* [Written instruction]: Please reproduce these lines exactly, starting at the line that contains "[locate] the green foliage" and ending after the line that contains "x=153, y=108".

-------

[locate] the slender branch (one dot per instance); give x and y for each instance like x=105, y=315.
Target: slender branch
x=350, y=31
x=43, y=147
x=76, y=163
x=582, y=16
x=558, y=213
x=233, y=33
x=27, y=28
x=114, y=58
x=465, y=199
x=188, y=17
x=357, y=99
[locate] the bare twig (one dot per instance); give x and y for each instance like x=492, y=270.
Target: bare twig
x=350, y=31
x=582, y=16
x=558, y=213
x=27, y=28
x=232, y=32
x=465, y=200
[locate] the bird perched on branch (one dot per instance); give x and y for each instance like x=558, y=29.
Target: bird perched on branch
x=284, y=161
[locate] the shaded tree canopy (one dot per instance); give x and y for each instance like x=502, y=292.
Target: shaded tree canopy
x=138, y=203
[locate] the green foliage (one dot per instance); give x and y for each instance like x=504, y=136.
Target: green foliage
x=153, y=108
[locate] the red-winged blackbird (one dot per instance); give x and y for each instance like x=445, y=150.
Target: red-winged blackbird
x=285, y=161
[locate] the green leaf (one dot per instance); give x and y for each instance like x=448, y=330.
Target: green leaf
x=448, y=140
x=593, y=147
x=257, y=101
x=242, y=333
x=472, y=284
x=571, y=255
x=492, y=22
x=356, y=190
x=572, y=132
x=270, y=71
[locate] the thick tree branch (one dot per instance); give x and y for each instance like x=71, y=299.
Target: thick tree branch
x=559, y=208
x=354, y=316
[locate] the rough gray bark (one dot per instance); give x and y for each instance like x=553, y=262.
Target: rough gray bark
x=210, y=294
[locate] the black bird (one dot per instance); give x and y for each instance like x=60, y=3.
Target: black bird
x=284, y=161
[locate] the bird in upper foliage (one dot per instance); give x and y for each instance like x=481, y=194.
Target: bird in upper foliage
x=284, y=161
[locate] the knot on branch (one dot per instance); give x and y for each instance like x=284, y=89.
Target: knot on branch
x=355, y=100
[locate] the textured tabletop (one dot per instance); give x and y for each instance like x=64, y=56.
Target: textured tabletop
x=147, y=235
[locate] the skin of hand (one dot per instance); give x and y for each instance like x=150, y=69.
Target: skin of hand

-------

* [Solution]:
[locate] the green foliage (one dot per instance); give x and y for each instance like x=504, y=136.
Target: green foliage
x=153, y=108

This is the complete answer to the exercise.